* [Entries provided]:
>>>>>

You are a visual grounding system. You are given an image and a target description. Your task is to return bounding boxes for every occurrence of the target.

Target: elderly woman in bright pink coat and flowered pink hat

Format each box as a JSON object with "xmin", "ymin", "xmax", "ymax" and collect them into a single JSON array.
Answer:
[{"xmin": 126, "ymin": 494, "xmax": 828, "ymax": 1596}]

<<<<<
>>>>>

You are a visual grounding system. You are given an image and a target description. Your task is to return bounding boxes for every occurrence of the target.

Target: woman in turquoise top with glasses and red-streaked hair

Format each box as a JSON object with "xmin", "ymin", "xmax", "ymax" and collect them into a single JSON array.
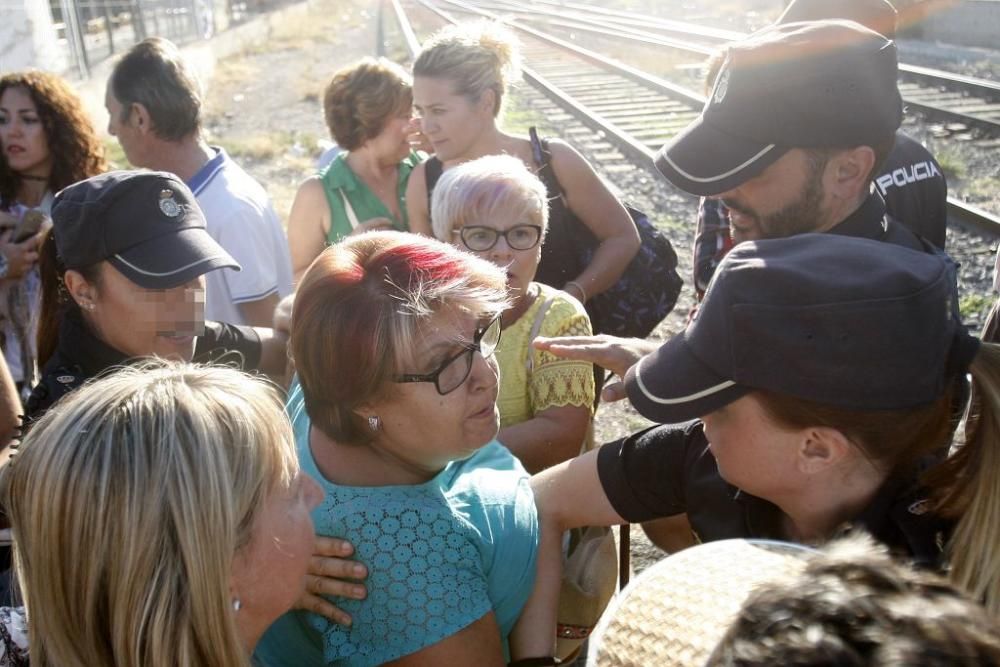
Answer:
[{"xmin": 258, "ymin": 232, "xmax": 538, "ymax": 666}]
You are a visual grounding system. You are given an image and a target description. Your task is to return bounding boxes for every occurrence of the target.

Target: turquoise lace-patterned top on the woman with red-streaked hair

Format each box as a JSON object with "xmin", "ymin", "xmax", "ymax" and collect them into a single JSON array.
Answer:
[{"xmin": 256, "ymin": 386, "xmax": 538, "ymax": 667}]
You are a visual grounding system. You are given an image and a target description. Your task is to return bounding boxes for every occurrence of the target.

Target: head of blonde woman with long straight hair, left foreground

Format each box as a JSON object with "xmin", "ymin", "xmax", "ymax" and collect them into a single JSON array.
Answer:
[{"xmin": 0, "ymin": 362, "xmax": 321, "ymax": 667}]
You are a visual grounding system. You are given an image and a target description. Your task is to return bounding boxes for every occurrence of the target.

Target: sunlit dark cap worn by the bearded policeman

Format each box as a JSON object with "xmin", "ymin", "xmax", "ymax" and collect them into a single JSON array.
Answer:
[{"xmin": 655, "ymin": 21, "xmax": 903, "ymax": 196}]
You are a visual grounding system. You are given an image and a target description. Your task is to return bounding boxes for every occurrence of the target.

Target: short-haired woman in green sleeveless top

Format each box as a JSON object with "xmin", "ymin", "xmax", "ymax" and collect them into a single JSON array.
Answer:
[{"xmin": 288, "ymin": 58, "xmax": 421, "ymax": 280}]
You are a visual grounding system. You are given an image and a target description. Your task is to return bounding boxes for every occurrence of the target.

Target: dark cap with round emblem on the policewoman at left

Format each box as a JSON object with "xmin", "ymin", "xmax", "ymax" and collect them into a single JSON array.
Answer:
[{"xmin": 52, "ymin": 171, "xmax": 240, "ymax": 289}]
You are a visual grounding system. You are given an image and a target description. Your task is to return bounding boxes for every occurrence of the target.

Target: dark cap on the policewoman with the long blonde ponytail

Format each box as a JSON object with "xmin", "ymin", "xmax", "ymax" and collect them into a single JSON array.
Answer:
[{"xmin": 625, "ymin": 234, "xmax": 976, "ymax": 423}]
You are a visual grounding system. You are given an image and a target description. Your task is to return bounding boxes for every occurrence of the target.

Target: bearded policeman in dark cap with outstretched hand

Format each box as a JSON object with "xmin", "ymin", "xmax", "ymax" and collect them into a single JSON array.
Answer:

<<<<<

* [Work request]: A single number is required: how many lines in the material hold the word "bearded".

* [Written response]: 2